What is the first step of the diagnostic order in the hydro board troubleshooting text?

* Document text *
_ _ _ _
Common faults and troubleshooting

Because all 204 chips on a board sit in a single daisy chain, the most common stock-firmware complaints are « 0 ASIC found » on a chain, a reduced chip count (the chain breaks at chip N), or a board hashing well below its share. Our ASIC fault finder walks these symptoms to a root cause, but the high-probability culprits on a BM1366 hydro board are:

• Dead or shorted die — chain enumeration stops at the failed chip; a hard short collapses the domain voltage. Causes are ESD, thermal stress, or a power event.
• Voltage-domain / regulator faults — an LDO or DC-DC stage failing open or short leaves a domain dead or sagging, which the controller reads as missing chips.
• Signal-chain breaks — a cold solder joint on a CO/CLK/reset pin or a domain-boundary resistor stops the chain forwarding even though the chip is alive.
• Coolant-loop issues (hydro-specific) — these boards live or die by flow. A blocked or air-locked loop, a failing pump, or a clogged cold plate causes thermal shutdowns and intermittent dropouts that masquerade as chip faults. Worn O-rings or fittings, corrosion/galvanic issues from the wrong coolant, and condensation when coolant runs below the dew point are all real-world hydro failure paths.

The diagnostic order is always the same: confirm flow and inlet/outlet temperatures first, then check domain voltages and chain enumeration in the firmware logs before assuming a dead chip. Many « dead » hydro boards are simply starved of coolant.

Repair and longevity

A hydro S19 is a serviceable, long-lived asset — not a disposable appliance. D-Central has repaired Antminers in-house since 2016, and the BM1366 boards in this unit respond to the same component-level work as the rest of the family: chip-level diagnosis with a thermal camera and chain-probe fixture, reflow or replacement of failed BM1366 dies, regulator and LDO rework, domain-boundary resistor and level-shifter repair, EEPROM recovery, and cold-plate/loop service that air-cooled shops simply aren’t equipped for. Board-swapping a whole hashboard to « fix » a single dead chip is exactly the throwaway behaviour we built our ASIC repair service to avoid.

Practical longevity advice for a hydro unit: run clean, correctly inhibited coolant; keep the loop sealed and the dry cooler clear; watch inlet temperature rather than just hashrate; and don’t chase the top of the overclock curve 24/7 — sustained 7 kW operation ages the silicon faster than the 20.8 J/TH sweet spot. Treated well, these boards keep their efficiency for years.
_ _ _ _
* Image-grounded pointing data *
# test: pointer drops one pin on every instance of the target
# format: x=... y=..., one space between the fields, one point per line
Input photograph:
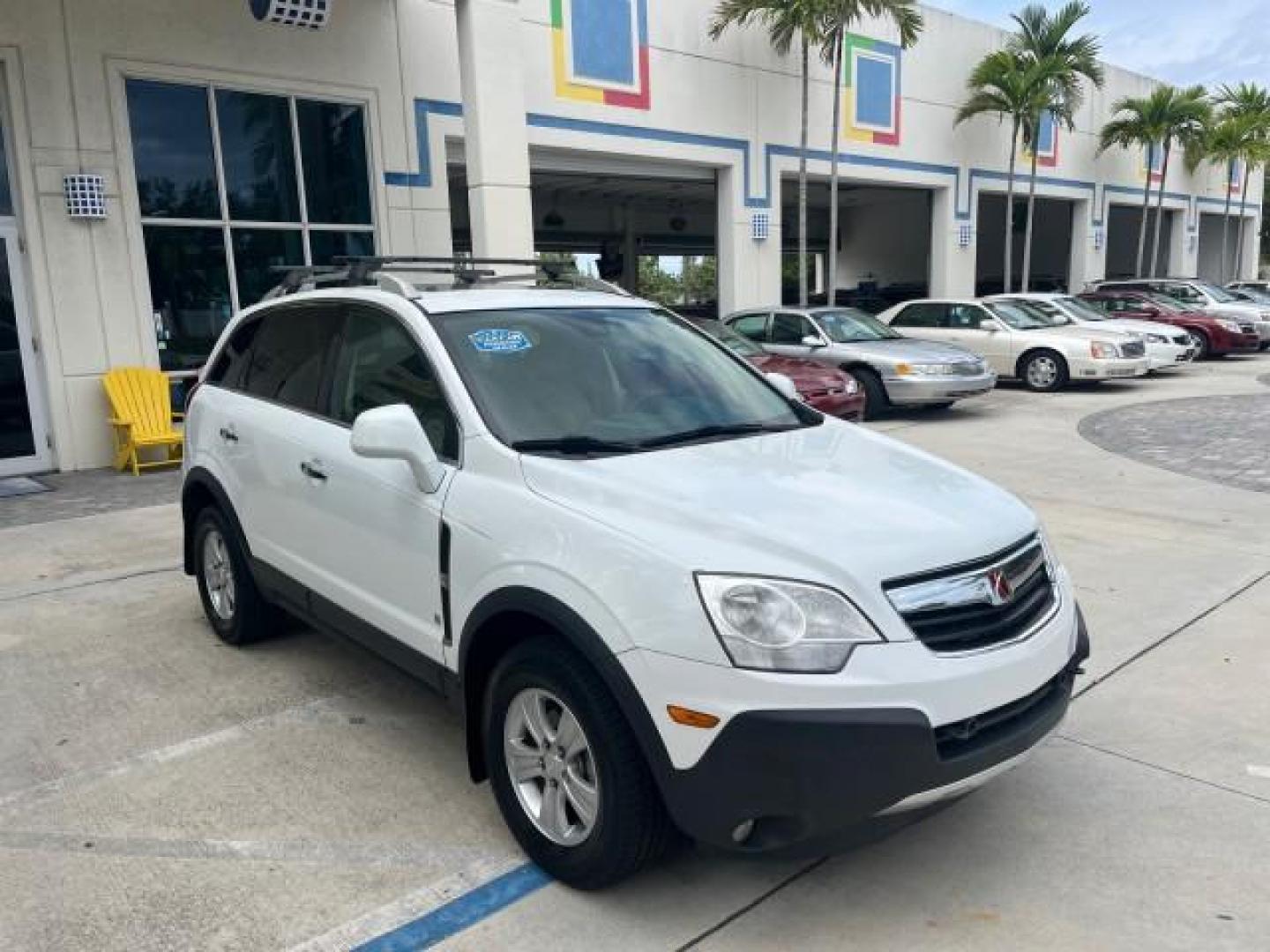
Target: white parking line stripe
x=410 y=906
x=280 y=851
x=161 y=755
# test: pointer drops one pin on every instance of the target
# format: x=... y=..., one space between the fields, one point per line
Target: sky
x=1209 y=42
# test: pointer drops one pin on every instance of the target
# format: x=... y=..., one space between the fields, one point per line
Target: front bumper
x=914 y=391
x=810 y=778
x=1117 y=368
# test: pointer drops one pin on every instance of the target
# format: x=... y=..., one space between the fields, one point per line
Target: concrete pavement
x=161 y=791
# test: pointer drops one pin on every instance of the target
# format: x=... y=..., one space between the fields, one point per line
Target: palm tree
x=1252 y=103
x=1062 y=63
x=1224 y=144
x=1005 y=86
x=840 y=16
x=787 y=20
x=1136 y=122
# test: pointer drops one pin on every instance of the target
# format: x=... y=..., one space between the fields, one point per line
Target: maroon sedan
x=1213 y=335
x=826 y=389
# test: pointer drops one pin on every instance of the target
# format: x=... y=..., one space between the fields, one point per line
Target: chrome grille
x=1133 y=348
x=975 y=606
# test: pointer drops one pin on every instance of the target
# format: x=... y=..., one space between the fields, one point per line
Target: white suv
x=663 y=593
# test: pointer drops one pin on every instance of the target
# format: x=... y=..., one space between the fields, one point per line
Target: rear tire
x=592 y=815
x=231 y=602
x=1203 y=348
x=1042 y=371
x=877 y=403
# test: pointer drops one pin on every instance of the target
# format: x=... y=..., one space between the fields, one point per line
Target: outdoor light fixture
x=759 y=227
x=86 y=197
x=308 y=14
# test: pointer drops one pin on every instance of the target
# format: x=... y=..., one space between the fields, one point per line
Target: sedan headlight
x=773 y=625
x=1104 y=352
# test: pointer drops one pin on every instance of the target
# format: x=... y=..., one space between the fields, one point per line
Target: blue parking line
x=461 y=913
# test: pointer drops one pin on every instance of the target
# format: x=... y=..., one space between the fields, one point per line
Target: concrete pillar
x=496 y=138
x=952 y=265
x=1088 y=262
x=750 y=270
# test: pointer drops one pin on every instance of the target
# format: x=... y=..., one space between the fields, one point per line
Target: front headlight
x=773 y=625
x=1104 y=352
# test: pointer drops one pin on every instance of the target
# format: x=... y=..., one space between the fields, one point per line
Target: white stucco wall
x=730 y=107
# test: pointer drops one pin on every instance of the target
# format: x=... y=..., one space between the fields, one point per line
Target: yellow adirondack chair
x=143 y=418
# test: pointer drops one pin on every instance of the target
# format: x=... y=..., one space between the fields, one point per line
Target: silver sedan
x=894 y=369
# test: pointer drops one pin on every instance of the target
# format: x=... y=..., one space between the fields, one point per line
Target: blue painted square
x=875 y=93
x=1045 y=135
x=602 y=41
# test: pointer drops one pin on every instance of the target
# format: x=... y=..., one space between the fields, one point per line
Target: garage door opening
x=1052 y=244
x=653 y=234
x=1211 y=264
x=1124 y=224
x=884 y=242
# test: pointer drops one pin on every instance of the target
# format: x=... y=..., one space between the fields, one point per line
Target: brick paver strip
x=1223 y=439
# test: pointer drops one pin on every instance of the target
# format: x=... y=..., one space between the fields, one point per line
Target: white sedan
x=1020 y=340
x=1168 y=348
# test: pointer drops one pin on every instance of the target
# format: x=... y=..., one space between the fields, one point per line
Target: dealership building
x=161 y=158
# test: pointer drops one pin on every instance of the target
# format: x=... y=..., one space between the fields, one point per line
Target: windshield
x=1057 y=316
x=1166 y=303
x=1081 y=309
x=735 y=342
x=1022 y=316
x=1220 y=294
x=605 y=380
x=848 y=326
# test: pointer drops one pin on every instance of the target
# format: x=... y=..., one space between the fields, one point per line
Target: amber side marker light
x=691 y=718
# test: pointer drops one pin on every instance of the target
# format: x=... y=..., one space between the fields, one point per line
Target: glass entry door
x=23 y=444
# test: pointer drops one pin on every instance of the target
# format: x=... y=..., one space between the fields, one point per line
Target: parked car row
x=932 y=352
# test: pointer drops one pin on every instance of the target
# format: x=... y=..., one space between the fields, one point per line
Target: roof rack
x=385 y=271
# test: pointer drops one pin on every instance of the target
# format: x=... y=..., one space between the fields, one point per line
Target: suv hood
x=832 y=502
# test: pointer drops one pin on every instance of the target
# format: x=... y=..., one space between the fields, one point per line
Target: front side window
x=788 y=329
x=381 y=365
x=920 y=316
x=208 y=257
x=752 y=325
x=577 y=381
x=288 y=355
x=848 y=325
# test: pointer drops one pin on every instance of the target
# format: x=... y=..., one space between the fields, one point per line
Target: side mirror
x=784 y=385
x=394 y=433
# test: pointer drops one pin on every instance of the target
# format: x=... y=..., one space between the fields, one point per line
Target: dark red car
x=826 y=389
x=1213 y=335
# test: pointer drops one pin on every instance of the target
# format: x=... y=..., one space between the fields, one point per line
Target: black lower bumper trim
x=805 y=778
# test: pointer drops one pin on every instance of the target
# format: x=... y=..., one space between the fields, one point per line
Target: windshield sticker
x=499 y=342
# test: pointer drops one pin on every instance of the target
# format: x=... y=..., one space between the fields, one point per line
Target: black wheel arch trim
x=583 y=639
x=201 y=479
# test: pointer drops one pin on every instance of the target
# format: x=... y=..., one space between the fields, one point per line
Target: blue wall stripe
x=423 y=108
x=461 y=913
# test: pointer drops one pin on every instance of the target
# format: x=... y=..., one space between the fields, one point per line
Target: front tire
x=1044 y=371
x=231 y=602
x=877 y=403
x=566 y=770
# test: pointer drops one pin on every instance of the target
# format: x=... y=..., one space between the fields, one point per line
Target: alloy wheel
x=551 y=767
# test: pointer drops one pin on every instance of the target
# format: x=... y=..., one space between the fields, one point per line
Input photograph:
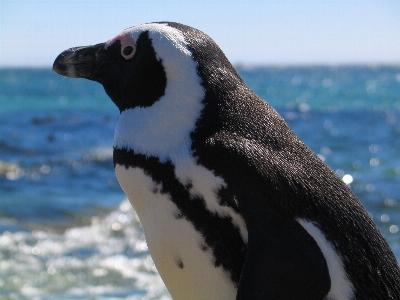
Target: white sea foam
x=105 y=260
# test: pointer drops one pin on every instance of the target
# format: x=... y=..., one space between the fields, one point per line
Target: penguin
x=234 y=205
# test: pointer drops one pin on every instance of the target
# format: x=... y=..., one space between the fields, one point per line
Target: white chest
x=178 y=250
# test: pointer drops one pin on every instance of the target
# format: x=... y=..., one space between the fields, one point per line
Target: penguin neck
x=165 y=127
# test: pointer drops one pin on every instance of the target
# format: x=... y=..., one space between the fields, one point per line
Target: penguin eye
x=127 y=52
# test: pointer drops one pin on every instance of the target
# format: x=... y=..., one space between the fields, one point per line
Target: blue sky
x=283 y=32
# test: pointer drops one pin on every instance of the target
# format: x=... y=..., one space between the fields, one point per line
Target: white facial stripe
x=163 y=130
x=166 y=125
x=341 y=287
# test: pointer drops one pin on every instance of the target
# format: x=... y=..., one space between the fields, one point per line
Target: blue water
x=66 y=230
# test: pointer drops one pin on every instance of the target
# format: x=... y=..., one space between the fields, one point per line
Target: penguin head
x=135 y=66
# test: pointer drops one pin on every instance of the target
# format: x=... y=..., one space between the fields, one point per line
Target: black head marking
x=138 y=81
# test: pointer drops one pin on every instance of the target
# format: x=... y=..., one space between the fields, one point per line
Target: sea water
x=66 y=229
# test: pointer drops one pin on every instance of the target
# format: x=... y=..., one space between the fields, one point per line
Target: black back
_ _ _ _
* Exercise result *
Confirm flow and inlet/outlet temperatures.